#### DOCUMENT SEGMENT ####
I arrived twenty minutes early for the appointment and signed in. This was my first encounter with a crowded OB's office. I know we've all been through this: sitting in the waiting room, surrounded by glowing pregnant women, proud expectant papas, and triumphant new mamas, returning for their postnatal exam but also to show off the results of their labor. The only magazines were either pregnancy, parenting, or fly fishing related. I actually think that I held up fairly well. . . at first. But as I waited. . . and waited. . . and waited. . . it got more and more difficult. I looked at the clock and realized that it was now a half hour past when my appointment had been scheduled for. I could tell that the office was busy, so I didn't want to pester the front staff about the wait. So, I waited some more. But finally, 45 minutes after I should have been seen, I couldn't take anymore. I approached the desk to ask if perhaps I could be put into a room. They had lost my paperwork and never told the nurse that I was there! Now, they had to find my paperwork again and see if I could be reworked into the schedule. I remained in the waiting room for another twenty minutes and now I was crying.
Finally, I was taken back by the nurse. She apologized for the wait and said that they usually take patients that have recently miscarried back into a room as soon as possible. My luck, I guess. I had to wait another half hour in the exam room, but at least I was away from the swarm of everything pregnant. Finally, the doctor came in. She wrote down my history, asked pertinent questions, and then peformed a brief exam. Through out all of this, she was very brisk, almost cold. She wasn't unkind, but she didn't mince words, calling the miscarriage a spontaneous abortion (but now I was prepared, my online research had already uncovered this horribly unkind term). She said that we should wait three months to try again, to make sure that I had fully recovered. I was surprised. No one had told me about this three month wait. She explained it was really more cautionary and that many women in my shoes completely ignored her advice and fell pregnant within weeks. She said it was really our choice and that when I got pregnant again, to call and have HCG blood levels taken immediately to assess the health of the pregnancy.
I left the office feeling drained. The long wait, her cold manner, and the disappointing three month wait combined to make me feel sad. The last few weeks, I had been cheered by the thought of trying again. It just didn't make sense to me that my pregnancy had been so insignificant that it was only deemed a chemical pregnancy, but yet significant enough that my body needed three months to recover.
With this "logic" in mind, my husband and I decided to throw caution to the wind and try again immediately. We were successful getting pregnant that first month of trying again and I started bleeding just three days after the positive test. My betas were higher this time, but still not high enough to see anything on ultrasound - so another chemical pregnancy.
I was devastated because this time, I couldn't be convinced that nothing was wrong. I felt guilty because we hadn't waited to try. I also felt desolate because three months seemed like forever to wait and try again. Nonetheless, I knew that we had no choice. We set our sights on July and scheduled a vacation. We would end up conceiving our third pregnancy there, but that's another post.
#### ENTRIES SUPPLIED ####
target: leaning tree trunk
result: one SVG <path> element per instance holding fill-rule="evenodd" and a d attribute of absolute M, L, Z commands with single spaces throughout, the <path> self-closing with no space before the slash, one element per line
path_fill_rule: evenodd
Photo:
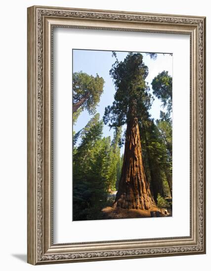
<path fill-rule="evenodd" d="M 122 175 L 114 206 L 148 210 L 155 206 L 143 165 L 138 120 L 127 125 Z"/>

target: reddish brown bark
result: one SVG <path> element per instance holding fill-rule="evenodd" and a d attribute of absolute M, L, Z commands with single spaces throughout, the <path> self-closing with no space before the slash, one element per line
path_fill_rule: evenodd
<path fill-rule="evenodd" d="M 137 118 L 127 123 L 122 176 L 114 204 L 142 210 L 156 206 L 144 173 Z"/>

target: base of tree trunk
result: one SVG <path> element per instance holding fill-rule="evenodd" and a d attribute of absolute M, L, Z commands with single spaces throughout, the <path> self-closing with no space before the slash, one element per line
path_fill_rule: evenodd
<path fill-rule="evenodd" d="M 124 209 L 142 210 L 156 206 L 144 172 L 136 118 L 127 125 L 122 175 L 114 204 Z"/>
####
__TASKS TO PERFORM__
(1) Answer these from the miscarriage narrative, one line each:
(a) How many minutes past the scheduled appointment time had passed when the narrator went up to the desk?
(b) How long did the doctor advise waiting before trying again?
(c) How many days after the positive test did the bleeding begin in the second pregnancy?
(2) Repeat the part of the miscarriage narrative that opens with the words containing "I was devastated" and closes with "that's another post.".

__RESULTS FOR EACH TASK__
(1)
(a) 45 minutes
(b) Three months
(c) Three days

(2)
I was devastated because this time, I couldn't be convinced that nothing was wrong. I felt guilty because we hadn't waited to try. I also felt desolate because three months seemed like forever to wait and try again. Nonetheless, I knew that we had no choice. We set our sights on July and scheduled a vacation. We would end up conceiving our third pregnancy there, but that's another post.